* Begin SUPPLIED TEXT *

One possible architecture of a NUMA system. The processors connect to the bus or crossbar by connections of varying thickness/number. This shows that different CPUs have different access priorities to memory based on their relative location.

Modern CPUs operate considerably faster than the main memory they use. In the early days of computing and data processing, the CPU generally ran slower than its own memory. The performance lines of processors and memory crossed in the 1960s with the advent of the first supercomputers. Since then, CPUs increasingly have found themselves "starved for data" and having to stall while waiting for data to arrive from memory. Many supercomputer designs of the 1980s and 1990s focused on providing high-speed memory access as opposed to faster processors, allowing the computers to work on large data sets at speeds other systems could not approach.

Limiting the number of memory accesses provided the key to extracting high performance from a modern computer. For commodity processors, this meant installing an ever-increasing amount of high-speed cache memory and using increasingly sophisticated algorithms to avoid cache misses. But the dramatic increase in size of the operating systems and of the applications run on them has generally overwhelmed these cache-processing improvements. Multi-processor systems without NUMA make the problem considerably worse. Now a system can starve several processors at the same time, notably because only one processor can access the computer's memory at a time.[2]

NUMA attempts to address this problem by providing separate memory for each processor, avoiding the performance hit when several processors attempt to address the same memory. For problems involving spread data (common for servers and similar applications), NUMA can improve the performance over a single shared memory by a factor of roughly the number of processors (or separate memory banks).[3] Another approach to addressing this problem, utilized mainly by non-NUMA systems, is the multi-channel memory architecture; multiple memory channels are increasing the number of simultaneous memory accesses.[4]

Of course, not all data ends up confined to a single task, which means that more than one processor may require the same data. To handle these cases, NUMA systems include additional hardware or software to move data between memory banks. This operation slows the processors attached to those banks, so the overall speed increase due to NUMA depends heavily on the nature of the running tasks.[3]

Intel announced NUMA compatibility for its x86 and Itanium servers in late 2007 with its Nehalem and Tukwila CPUs.[5] Both CPU families share a common chipset; the interconnection is called Intel Quick Path Interconnect (QPI).[6] AMD implemented NUMA with its Opteron processor (2003), using HyperTransport. Freescale's NUMA for PowerPC is called CoreNet.

* End SUPPLIED TEXT *
* Begin RAW DATA *

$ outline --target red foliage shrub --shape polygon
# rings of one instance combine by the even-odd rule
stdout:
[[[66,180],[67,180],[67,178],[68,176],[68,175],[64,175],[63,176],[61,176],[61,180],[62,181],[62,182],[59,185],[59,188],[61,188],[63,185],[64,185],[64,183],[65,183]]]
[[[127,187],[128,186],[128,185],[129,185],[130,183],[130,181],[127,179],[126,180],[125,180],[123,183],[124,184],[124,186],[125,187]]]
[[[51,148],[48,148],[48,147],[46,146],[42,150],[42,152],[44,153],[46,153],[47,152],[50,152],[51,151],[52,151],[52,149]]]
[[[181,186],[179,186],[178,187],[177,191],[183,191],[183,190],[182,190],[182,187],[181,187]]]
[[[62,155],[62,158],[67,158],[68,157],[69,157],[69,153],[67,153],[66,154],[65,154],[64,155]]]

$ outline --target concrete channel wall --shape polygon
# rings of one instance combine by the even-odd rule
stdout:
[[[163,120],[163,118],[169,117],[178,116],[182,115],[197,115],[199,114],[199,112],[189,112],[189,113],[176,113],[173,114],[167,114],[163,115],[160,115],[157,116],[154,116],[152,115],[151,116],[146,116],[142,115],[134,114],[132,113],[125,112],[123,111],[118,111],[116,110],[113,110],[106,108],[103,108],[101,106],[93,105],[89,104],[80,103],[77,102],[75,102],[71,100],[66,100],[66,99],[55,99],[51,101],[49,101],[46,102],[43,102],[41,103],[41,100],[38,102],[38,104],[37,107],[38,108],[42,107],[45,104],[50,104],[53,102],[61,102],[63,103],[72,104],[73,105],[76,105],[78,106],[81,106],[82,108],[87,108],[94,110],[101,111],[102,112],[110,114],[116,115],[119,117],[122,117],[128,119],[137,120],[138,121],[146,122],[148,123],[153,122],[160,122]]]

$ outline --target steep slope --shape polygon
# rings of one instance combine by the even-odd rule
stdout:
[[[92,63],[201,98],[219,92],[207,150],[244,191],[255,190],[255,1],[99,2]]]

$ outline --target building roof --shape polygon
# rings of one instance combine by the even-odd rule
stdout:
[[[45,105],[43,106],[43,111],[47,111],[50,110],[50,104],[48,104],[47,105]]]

* End RAW DATA *

■ **DIRECTIVES**
• a. Name every company mentioned in the NUMA passage.
• b. Pick up the NUMA passage right after its final sentence and keep writing.

■ **SOLVED TASKS**
• a. Intel, AMD, Freescale

• b.
Cache coherent NUMA (ccNUMA)[edit]

Topology of a ccNUMA Bulldozer server.

Nearly all CPU architectures use a small amount of very fast non-shared memory known as cache to exploit locality of reference in memory accesses. With NUMA, maintaining cache coherence across shared memory has a significant overhead. Although simpler to design and build, non-cache-coherent NUMA systems become prohibitively complex to program in the standard von Neumann architecture programming model.[7]

Typically, ccNUMA uses inter-processor communication between cache controllers to keep a consistent memory image when more than one cache stores the same memory location. For this reason, ccNUMA may perform poorly when multiple processors attempt to access the same memory area in rapid succession. Support for NUMA in operating systems attempts to reduce the frequency of this kind of access by allocating processors and memory in NUMA-friendly ways and by avoiding scheduling and locking algorithms that make NUMA-unfriendly accesses necessary.[8]

Alternatively, cache coherency protocols such as the MESIF protocol attempt to reduce the communication required to maintain cache coherency. Scalable Coherent Interface (SCI) is an IEEE standard defining a directory-based cache coherency protocol to avoid scalability limitations found in earlier multiprocessor systems. For example, SCI is used as the basis for the NumaConnect technology.[9][10]

As of 2011, ccNUMA systems are multiprocessor systems based on the AMD Opteron processor, which can be implemented without external logic, and the Intel Itanium processor, which requires the chipset to support NUMA. Examples of ccNUMA-enabled chipsets are the SGI Shub (Super hub), the Intel E8870, the HP sx2000 (used in the Integrity and Superdome servers), and those found in NEC Itanium-based systems. Earlier ccNUMA systems such as those from Silicon Graphics were based on MIPS processors and the DEC Alpha 21364 (EV7) processor.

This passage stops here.